• Work instruction: Show each line from the records below in which the word "background" occurs.

(Provided records Opens)

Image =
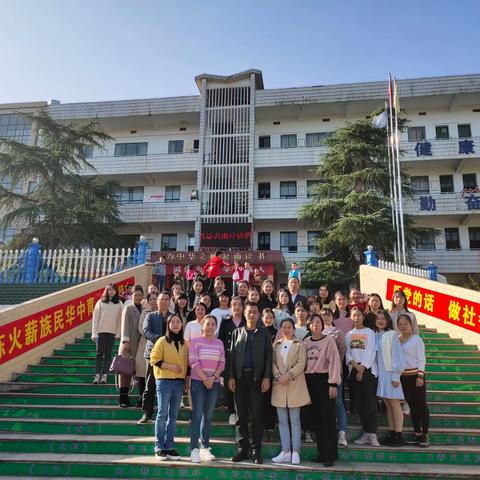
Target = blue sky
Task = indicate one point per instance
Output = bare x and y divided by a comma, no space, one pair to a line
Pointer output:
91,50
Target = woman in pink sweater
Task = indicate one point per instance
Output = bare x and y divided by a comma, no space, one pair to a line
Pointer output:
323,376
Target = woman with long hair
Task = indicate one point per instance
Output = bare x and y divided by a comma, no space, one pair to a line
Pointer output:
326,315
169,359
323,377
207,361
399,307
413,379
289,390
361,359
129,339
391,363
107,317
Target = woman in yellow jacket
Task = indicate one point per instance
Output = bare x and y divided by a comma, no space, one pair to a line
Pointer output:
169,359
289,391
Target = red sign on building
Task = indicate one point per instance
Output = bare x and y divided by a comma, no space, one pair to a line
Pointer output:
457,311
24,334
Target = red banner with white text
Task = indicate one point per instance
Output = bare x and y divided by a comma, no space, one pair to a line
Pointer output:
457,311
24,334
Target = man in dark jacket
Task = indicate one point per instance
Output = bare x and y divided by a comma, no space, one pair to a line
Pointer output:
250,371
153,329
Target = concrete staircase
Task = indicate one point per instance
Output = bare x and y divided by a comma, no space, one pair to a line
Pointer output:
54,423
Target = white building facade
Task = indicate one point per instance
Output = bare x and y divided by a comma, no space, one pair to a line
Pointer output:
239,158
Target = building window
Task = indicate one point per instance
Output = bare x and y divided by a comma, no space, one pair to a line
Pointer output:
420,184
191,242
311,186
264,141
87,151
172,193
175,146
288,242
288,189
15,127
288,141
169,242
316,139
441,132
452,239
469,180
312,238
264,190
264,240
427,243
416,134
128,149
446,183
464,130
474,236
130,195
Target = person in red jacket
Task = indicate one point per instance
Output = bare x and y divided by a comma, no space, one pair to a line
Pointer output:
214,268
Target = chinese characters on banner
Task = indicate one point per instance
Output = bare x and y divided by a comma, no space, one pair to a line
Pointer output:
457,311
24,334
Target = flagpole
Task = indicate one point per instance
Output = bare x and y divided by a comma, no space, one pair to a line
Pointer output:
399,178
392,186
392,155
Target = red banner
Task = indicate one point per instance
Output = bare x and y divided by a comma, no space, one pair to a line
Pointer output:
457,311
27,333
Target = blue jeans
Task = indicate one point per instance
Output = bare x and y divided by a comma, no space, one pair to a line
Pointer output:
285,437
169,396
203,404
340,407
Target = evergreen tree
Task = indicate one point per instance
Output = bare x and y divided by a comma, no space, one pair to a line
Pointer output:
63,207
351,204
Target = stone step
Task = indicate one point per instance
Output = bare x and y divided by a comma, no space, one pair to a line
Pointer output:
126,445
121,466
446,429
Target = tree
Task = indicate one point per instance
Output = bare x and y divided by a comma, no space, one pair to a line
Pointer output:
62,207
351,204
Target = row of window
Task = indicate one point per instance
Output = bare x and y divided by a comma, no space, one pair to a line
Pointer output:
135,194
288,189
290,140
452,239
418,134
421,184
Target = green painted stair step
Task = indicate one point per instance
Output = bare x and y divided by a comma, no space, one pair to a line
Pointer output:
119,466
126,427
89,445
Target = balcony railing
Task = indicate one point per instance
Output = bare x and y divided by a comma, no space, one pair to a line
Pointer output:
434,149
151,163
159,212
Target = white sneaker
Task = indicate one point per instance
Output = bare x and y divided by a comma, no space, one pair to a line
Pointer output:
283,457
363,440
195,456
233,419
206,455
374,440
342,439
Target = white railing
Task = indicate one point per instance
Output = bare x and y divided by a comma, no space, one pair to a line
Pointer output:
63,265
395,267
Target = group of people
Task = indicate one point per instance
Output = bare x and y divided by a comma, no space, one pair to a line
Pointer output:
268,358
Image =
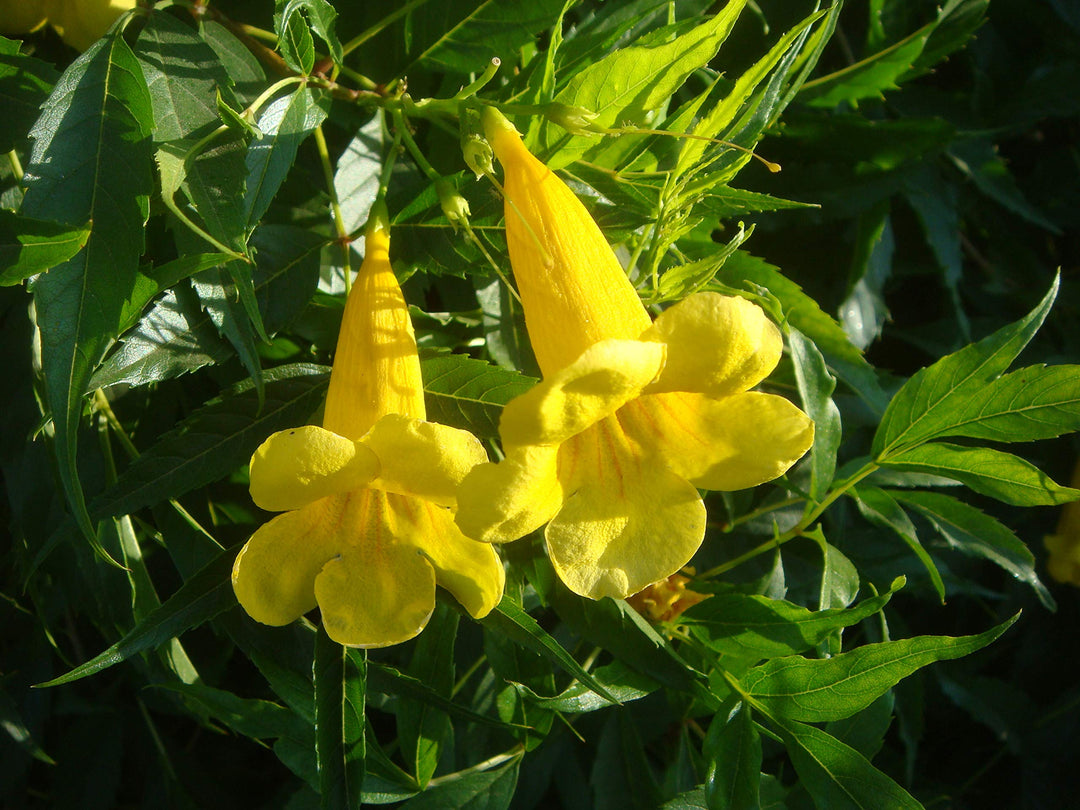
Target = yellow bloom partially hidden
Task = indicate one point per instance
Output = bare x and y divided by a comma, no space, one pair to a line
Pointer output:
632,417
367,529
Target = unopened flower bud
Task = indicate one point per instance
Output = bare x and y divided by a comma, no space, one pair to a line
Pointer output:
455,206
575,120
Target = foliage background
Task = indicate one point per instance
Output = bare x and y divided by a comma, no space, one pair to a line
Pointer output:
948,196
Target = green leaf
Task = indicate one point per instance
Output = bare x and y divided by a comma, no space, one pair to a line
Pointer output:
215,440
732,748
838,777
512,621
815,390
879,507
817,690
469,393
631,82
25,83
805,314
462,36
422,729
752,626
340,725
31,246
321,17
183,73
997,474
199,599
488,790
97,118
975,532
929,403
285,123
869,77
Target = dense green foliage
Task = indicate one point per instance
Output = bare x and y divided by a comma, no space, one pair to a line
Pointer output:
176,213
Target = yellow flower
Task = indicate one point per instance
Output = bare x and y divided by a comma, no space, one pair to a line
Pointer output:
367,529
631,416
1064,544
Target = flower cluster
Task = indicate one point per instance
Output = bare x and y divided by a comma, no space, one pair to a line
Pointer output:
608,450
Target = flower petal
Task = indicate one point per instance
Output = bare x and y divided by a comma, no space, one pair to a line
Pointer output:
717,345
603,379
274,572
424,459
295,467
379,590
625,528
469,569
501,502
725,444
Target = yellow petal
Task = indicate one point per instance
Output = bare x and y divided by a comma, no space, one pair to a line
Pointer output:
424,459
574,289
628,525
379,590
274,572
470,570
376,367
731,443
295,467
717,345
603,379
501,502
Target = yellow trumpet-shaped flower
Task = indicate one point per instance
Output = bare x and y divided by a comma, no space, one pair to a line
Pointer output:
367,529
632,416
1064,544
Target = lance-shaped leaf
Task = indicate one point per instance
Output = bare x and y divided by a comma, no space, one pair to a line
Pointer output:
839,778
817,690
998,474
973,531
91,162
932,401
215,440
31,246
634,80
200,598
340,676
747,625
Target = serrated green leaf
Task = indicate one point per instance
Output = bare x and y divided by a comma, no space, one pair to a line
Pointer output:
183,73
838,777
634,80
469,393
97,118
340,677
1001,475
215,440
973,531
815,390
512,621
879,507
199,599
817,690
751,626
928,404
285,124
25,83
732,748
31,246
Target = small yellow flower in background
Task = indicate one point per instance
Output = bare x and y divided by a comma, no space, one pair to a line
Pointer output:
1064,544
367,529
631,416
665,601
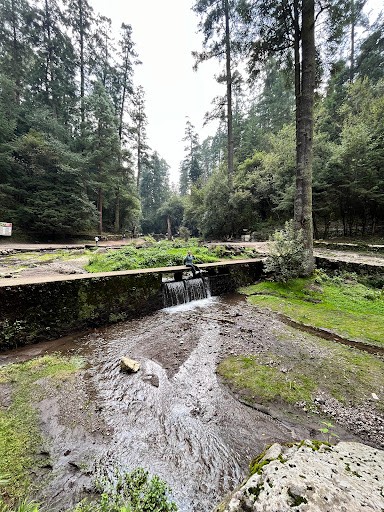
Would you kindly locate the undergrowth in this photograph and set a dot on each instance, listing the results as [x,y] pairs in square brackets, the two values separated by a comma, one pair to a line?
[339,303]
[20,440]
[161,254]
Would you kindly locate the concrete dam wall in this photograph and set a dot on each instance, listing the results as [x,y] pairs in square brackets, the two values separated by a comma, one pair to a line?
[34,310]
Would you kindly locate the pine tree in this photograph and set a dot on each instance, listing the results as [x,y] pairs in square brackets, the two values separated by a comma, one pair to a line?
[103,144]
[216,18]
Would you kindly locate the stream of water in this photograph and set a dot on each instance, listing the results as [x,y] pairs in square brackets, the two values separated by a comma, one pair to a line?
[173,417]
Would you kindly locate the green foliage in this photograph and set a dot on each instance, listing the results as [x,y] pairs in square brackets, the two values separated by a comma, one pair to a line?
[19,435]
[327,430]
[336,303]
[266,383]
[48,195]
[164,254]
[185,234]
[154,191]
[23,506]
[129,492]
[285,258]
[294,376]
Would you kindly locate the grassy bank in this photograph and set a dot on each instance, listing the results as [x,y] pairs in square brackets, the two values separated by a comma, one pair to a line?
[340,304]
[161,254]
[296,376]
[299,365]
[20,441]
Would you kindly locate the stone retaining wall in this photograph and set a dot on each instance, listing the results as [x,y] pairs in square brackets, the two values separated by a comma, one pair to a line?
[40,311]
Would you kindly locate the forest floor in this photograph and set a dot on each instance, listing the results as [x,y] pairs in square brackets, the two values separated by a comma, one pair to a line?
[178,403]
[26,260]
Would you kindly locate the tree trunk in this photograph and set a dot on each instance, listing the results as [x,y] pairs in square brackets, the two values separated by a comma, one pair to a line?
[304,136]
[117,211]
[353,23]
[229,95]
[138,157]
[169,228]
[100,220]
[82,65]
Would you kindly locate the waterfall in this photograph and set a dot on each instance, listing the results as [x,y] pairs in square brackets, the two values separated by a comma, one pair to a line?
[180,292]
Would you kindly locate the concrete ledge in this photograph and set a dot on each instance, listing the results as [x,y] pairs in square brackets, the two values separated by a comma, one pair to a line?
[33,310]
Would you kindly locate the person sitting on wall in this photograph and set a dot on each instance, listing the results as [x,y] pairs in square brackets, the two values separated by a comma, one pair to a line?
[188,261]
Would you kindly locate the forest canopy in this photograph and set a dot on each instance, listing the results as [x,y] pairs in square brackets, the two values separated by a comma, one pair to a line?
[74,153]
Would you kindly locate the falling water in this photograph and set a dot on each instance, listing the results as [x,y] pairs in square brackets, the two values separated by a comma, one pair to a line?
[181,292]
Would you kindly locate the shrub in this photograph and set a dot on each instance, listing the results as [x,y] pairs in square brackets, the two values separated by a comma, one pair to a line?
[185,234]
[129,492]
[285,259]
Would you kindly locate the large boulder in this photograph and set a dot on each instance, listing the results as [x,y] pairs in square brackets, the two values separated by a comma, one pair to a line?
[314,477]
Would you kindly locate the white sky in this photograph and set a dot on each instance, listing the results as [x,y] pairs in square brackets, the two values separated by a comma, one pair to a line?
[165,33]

(Provided records Closes)
(Provided records Opens)

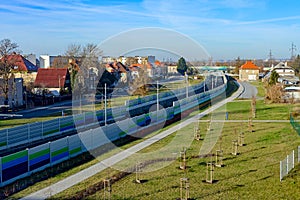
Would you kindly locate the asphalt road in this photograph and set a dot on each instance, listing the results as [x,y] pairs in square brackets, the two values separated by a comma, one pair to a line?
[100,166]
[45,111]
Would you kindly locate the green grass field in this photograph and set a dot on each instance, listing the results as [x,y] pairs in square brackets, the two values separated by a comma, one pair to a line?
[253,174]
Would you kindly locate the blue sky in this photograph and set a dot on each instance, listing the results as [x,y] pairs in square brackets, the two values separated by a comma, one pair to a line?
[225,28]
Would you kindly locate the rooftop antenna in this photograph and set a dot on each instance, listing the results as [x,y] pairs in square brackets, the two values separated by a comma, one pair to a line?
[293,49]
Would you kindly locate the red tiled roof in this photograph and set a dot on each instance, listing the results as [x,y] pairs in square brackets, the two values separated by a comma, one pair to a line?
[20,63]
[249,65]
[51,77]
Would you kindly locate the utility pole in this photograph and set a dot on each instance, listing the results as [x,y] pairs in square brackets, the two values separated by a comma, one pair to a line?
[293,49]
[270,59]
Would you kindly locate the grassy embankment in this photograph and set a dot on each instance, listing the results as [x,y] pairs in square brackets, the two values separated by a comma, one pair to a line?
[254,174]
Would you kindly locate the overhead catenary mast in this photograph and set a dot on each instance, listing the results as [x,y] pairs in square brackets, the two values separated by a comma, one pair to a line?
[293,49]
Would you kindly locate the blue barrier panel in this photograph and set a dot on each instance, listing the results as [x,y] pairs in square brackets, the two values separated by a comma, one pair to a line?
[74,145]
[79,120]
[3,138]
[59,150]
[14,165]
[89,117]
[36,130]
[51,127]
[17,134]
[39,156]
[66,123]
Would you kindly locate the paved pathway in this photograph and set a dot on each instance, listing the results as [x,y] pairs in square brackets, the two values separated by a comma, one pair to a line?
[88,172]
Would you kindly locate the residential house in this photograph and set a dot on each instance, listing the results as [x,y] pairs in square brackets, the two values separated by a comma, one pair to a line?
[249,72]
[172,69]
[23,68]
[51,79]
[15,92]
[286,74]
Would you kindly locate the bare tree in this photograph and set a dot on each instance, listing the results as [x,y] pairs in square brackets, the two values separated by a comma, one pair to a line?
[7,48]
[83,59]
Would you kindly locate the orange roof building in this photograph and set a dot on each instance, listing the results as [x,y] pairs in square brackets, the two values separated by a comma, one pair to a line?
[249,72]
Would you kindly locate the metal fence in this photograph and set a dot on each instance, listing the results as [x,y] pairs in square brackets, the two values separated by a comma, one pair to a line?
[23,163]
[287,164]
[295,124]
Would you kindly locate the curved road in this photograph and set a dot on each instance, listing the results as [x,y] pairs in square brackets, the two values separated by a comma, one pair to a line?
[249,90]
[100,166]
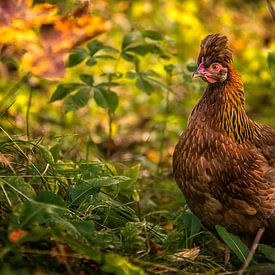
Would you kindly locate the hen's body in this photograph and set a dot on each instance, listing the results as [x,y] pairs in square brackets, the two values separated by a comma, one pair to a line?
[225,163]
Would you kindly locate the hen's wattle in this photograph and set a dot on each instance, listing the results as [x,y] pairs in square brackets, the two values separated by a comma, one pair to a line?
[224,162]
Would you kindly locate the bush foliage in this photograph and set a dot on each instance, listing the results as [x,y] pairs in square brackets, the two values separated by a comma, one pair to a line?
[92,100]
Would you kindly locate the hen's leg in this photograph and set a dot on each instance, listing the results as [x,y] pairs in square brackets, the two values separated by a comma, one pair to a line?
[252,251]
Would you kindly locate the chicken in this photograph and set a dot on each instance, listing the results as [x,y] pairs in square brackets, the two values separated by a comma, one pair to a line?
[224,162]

(Provided records Closes)
(Provided records Opens)

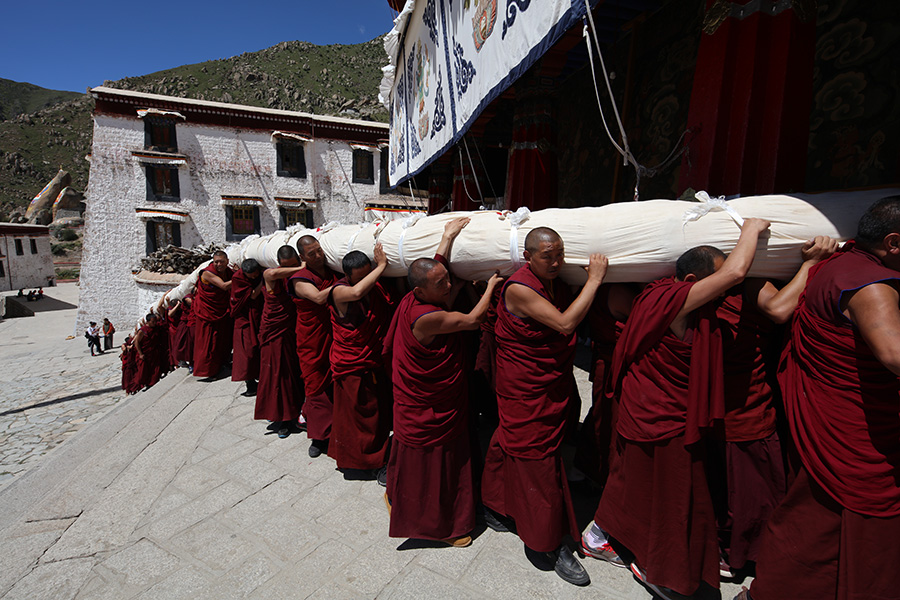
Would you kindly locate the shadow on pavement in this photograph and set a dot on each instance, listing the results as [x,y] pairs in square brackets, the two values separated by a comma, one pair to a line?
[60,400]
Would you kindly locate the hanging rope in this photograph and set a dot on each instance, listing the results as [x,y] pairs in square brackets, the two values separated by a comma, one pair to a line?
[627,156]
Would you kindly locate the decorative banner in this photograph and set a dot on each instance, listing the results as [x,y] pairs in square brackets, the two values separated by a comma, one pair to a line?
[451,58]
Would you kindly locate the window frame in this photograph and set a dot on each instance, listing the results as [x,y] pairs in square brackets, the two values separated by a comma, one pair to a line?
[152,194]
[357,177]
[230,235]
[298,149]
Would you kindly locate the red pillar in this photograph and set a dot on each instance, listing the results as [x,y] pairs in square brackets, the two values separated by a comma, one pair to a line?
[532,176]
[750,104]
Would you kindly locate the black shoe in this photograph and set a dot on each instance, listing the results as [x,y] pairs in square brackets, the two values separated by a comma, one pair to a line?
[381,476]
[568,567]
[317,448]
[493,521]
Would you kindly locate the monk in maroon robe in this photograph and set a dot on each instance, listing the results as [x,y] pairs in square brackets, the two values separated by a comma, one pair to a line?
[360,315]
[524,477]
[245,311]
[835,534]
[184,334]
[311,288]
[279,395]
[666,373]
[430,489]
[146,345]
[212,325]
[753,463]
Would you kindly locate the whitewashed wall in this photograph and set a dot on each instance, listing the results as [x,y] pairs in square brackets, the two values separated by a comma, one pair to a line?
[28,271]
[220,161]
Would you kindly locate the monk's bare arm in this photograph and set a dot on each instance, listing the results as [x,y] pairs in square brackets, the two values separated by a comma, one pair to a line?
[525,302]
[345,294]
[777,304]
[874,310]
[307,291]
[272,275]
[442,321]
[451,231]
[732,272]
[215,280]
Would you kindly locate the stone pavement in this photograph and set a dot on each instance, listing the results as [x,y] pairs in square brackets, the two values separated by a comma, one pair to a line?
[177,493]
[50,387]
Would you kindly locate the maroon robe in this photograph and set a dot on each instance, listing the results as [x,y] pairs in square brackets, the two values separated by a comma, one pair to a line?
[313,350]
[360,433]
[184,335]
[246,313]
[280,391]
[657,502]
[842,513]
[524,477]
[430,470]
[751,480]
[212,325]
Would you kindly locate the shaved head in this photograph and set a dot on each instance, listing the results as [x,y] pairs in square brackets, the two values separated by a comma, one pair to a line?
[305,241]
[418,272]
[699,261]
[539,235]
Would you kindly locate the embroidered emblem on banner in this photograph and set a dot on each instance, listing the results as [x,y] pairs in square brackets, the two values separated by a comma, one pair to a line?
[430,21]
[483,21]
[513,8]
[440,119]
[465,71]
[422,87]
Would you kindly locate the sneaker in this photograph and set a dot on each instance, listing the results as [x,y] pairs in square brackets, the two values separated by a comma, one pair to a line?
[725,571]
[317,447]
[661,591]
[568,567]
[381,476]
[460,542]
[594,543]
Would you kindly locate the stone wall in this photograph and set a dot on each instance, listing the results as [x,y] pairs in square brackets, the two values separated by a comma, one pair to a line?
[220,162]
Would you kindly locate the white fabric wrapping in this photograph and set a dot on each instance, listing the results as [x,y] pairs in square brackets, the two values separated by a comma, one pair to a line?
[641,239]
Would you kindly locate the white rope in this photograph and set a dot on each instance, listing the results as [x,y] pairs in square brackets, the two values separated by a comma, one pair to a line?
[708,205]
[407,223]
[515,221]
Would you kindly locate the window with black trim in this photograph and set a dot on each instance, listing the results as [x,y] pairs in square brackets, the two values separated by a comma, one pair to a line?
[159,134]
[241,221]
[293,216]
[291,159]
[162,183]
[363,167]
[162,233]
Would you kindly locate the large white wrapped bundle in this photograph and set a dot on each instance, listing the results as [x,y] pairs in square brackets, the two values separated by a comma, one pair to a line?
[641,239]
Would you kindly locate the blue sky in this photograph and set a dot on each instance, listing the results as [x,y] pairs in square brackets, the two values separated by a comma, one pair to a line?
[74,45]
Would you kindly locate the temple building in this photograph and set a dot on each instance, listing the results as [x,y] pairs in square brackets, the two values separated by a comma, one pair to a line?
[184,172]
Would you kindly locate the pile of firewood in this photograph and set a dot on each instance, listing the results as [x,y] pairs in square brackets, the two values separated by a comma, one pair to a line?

(Provided records Closes)

• Output for this exercise:
Target = foliage background
Target = small yellow flower in background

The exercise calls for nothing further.